Collected data entries
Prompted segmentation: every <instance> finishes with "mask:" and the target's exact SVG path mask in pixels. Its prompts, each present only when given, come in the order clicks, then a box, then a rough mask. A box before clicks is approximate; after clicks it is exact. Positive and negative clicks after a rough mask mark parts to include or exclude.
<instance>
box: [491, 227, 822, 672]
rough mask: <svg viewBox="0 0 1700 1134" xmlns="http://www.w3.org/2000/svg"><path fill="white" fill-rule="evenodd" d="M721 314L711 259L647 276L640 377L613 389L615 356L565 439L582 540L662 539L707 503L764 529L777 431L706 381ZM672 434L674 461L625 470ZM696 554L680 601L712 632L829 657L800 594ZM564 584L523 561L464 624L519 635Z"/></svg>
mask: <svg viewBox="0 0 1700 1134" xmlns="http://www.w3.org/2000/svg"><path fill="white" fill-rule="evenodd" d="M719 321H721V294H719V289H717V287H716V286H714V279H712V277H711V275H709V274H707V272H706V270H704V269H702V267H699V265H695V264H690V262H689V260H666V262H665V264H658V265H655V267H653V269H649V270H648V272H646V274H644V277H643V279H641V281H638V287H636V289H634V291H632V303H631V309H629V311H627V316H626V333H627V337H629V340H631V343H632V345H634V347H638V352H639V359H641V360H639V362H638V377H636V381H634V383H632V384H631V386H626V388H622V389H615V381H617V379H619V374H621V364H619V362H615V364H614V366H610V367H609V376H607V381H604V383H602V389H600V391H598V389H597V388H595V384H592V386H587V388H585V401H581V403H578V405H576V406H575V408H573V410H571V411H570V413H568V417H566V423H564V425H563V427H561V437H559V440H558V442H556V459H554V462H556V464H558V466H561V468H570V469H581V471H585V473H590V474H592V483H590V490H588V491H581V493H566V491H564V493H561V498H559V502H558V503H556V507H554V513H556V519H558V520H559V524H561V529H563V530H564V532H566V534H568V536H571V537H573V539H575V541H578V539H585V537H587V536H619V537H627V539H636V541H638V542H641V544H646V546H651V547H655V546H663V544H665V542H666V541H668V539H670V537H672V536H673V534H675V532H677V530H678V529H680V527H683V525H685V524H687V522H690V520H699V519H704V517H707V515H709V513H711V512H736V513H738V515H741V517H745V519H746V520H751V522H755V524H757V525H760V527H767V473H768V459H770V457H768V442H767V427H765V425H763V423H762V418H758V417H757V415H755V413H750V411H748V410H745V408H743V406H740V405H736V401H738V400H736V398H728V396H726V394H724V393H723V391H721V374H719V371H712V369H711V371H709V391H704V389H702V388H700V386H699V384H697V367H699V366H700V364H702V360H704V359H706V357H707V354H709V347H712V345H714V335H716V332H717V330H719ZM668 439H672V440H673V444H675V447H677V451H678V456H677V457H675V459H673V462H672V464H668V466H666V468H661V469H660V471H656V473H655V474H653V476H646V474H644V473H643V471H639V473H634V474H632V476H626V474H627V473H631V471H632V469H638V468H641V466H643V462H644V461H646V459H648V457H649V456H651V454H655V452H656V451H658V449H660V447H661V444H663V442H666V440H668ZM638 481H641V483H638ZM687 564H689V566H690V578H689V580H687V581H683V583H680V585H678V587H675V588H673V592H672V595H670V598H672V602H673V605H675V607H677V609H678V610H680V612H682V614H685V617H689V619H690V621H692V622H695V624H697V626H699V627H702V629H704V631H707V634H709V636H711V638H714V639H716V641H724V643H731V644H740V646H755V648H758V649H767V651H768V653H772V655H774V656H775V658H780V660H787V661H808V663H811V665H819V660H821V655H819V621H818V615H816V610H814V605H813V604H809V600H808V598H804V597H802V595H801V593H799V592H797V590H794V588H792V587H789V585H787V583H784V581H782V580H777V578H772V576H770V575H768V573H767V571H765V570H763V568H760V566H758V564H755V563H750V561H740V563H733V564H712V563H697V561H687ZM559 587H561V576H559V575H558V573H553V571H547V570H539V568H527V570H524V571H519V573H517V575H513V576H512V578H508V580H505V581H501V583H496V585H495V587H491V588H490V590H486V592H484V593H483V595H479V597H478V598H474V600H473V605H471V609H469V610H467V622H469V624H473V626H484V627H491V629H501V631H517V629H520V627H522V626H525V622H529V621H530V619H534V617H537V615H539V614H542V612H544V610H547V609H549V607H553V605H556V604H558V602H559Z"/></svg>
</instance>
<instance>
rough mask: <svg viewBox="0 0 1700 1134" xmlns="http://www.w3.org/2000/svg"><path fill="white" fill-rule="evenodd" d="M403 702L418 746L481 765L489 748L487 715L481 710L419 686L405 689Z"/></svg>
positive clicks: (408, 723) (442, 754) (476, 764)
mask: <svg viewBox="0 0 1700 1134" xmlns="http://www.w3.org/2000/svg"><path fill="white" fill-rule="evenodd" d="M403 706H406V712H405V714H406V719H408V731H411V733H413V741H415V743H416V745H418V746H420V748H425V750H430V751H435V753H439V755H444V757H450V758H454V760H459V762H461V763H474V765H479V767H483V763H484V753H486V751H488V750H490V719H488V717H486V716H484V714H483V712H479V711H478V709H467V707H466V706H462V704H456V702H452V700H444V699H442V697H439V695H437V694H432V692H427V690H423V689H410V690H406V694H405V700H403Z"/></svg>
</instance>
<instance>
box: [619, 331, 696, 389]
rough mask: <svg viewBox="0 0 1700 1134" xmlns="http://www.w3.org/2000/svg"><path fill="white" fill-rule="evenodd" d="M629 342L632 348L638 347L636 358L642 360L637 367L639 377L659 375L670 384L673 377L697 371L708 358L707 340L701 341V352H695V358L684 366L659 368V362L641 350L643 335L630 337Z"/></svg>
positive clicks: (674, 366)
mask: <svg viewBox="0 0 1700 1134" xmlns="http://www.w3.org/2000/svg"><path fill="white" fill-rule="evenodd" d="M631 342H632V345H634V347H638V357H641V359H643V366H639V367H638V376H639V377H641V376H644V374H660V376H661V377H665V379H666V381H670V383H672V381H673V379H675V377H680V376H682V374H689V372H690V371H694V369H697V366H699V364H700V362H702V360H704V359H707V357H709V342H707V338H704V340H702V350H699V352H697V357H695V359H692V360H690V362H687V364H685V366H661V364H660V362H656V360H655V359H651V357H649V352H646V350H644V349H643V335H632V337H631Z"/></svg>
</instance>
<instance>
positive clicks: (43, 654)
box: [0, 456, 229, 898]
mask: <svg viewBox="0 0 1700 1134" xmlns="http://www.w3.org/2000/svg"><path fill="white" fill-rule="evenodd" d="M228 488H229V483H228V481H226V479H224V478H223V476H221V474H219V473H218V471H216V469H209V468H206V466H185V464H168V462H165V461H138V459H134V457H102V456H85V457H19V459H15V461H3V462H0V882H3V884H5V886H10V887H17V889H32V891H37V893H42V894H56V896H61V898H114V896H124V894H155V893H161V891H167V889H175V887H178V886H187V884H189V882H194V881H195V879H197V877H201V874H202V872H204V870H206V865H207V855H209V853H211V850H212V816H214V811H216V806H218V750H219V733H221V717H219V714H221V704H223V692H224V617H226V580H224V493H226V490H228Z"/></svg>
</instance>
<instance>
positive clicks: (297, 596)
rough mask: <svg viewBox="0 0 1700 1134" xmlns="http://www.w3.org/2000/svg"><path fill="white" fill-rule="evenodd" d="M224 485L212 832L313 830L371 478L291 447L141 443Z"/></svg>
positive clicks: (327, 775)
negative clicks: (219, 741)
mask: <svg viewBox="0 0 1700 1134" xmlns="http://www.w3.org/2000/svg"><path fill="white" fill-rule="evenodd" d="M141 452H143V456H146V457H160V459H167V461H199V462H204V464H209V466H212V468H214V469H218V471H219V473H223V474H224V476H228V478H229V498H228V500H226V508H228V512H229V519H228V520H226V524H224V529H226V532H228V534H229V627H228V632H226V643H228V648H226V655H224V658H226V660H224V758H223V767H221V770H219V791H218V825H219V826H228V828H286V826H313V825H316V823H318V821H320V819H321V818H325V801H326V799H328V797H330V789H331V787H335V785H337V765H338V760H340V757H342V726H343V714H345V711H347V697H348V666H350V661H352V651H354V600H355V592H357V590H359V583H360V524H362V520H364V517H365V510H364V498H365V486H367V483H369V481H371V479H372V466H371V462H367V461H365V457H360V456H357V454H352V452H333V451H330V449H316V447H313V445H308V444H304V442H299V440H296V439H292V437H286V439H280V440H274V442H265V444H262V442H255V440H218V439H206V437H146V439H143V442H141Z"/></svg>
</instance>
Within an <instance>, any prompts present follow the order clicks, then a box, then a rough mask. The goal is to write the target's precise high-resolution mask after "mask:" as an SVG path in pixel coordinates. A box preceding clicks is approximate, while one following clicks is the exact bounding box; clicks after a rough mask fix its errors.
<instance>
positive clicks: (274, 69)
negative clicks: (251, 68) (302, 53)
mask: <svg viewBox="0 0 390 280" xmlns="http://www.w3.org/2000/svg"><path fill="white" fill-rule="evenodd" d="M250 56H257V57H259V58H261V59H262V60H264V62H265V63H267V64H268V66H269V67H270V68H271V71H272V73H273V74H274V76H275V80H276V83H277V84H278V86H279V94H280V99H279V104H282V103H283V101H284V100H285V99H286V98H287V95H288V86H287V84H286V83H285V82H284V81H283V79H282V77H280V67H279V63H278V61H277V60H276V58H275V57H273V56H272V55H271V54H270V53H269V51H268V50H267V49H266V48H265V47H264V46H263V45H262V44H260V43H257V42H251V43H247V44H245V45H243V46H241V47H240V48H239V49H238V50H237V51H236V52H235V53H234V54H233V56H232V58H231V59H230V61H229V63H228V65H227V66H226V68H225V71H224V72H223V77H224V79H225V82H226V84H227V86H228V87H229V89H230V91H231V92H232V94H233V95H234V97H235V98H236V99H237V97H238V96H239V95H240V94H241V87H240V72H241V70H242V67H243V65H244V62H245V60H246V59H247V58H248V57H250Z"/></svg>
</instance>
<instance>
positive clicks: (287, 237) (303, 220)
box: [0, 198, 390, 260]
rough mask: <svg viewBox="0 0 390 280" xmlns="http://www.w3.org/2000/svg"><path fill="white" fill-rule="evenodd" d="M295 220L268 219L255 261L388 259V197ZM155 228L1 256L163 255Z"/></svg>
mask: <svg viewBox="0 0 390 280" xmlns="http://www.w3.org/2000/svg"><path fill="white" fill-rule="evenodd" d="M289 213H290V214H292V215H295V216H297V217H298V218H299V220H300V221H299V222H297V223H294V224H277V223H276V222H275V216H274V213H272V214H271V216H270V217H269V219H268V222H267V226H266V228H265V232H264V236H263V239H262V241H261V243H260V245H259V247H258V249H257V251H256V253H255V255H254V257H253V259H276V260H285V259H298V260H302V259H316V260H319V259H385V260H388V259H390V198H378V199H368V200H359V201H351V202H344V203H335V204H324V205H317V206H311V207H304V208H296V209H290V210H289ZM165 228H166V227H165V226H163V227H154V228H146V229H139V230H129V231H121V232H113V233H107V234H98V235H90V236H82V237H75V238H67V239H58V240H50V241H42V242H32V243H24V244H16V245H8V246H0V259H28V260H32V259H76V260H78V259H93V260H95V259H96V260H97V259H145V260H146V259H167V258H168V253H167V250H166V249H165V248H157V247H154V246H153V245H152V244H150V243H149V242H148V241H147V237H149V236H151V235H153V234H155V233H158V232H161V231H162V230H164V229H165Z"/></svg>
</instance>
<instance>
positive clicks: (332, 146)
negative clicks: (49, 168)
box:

BRIEF: The answer is the lines above between the line holding "negative clicks: (219, 741)" and the line holding "positive clicks: (274, 69)", inclusive, each written out exactly, and no others.

THE ANSWER:
negative clicks: (219, 741)
mask: <svg viewBox="0 0 1700 1134" xmlns="http://www.w3.org/2000/svg"><path fill="white" fill-rule="evenodd" d="M141 452H143V456H146V457H160V459H167V461H199V462H204V464H209V466H212V468H214V469H218V471H219V473H223V474H224V476H228V478H229V498H228V500H226V508H228V512H229V519H228V520H226V524H224V529H226V532H228V534H229V627H228V632H226V643H228V648H226V655H224V658H226V660H224V758H223V767H221V770H219V791H218V825H219V826H228V828H286V826H313V825H316V823H318V821H320V819H321V818H325V801H326V799H328V797H330V789H331V787H335V785H337V765H338V760H340V757H342V726H343V714H345V711H347V697H348V666H350V661H352V651H354V600H355V592H357V590H359V583H360V524H362V520H364V517H365V510H364V498H365V486H367V483H369V481H371V479H372V466H371V462H367V461H365V457H360V456H357V454H352V452H333V451H330V449H316V447H313V445H308V444H304V442H299V440H296V439H292V437H286V439H280V440H274V442H265V444H262V442H255V440H218V439H206V437H146V439H143V442H141Z"/></svg>
</instance>
Within an <instance>, any prompts present follow the order clicks, then a box, then a rough mask. The goal is to write the target's precise high-resolution mask after "mask:" as an SVG path in pixel coordinates. A box preceding clicks is approximate, while one following clicks is the exact bounding box; clicks after a rough mask fix its errors.
<instance>
positive clicks: (274, 69)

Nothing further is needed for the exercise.